» **Task prompt**
Convert the rows below into a JSON list of strings with one string per line, skipping any blank lines. Leave the pictures out.

» **Task inputs**
+ + +

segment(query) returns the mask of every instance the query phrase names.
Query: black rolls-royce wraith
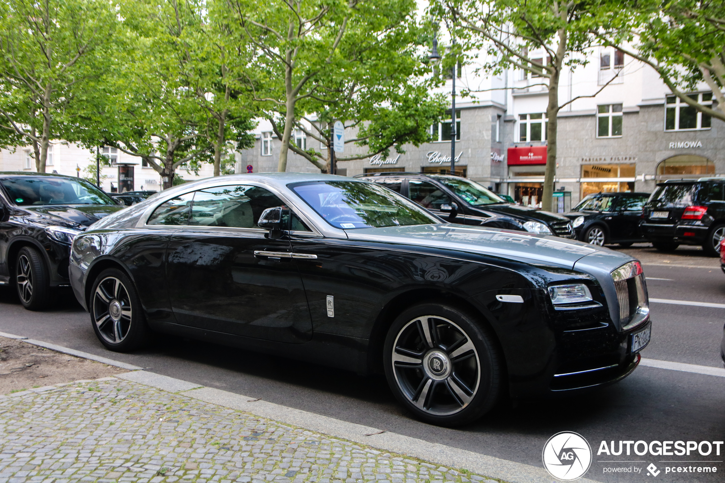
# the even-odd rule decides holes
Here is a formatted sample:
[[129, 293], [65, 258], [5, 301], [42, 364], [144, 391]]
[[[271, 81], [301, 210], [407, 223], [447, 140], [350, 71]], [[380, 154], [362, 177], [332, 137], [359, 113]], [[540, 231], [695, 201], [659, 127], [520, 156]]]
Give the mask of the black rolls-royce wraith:
[[631, 257], [446, 223], [379, 185], [327, 175], [186, 183], [76, 237], [72, 285], [115, 350], [150, 331], [384, 372], [438, 424], [507, 390], [566, 393], [629, 374], [650, 338]]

+ + +

» **Completed task**
[
  "segment(query) returns the mask of every instance the query phrase names.",
  "Query: black rolls-royce wraith",
  "# the even-odd rule decides holes",
  "Here is a formatted sample:",
  "[[129, 293], [65, 258], [5, 301], [42, 364], [144, 391]]",
  "[[[271, 81], [301, 210], [407, 223], [447, 140], [350, 71]], [[380, 154], [362, 177], [332, 137], [359, 113]], [[540, 231], [695, 201], [659, 127], [520, 156]]]",
  "Give the mask of the black rolls-royce wraith:",
  "[[631, 257], [446, 223], [379, 185], [327, 175], [186, 183], [76, 237], [72, 285], [115, 350], [150, 331], [384, 372], [438, 424], [507, 390], [566, 393], [629, 374], [650, 338]]"
]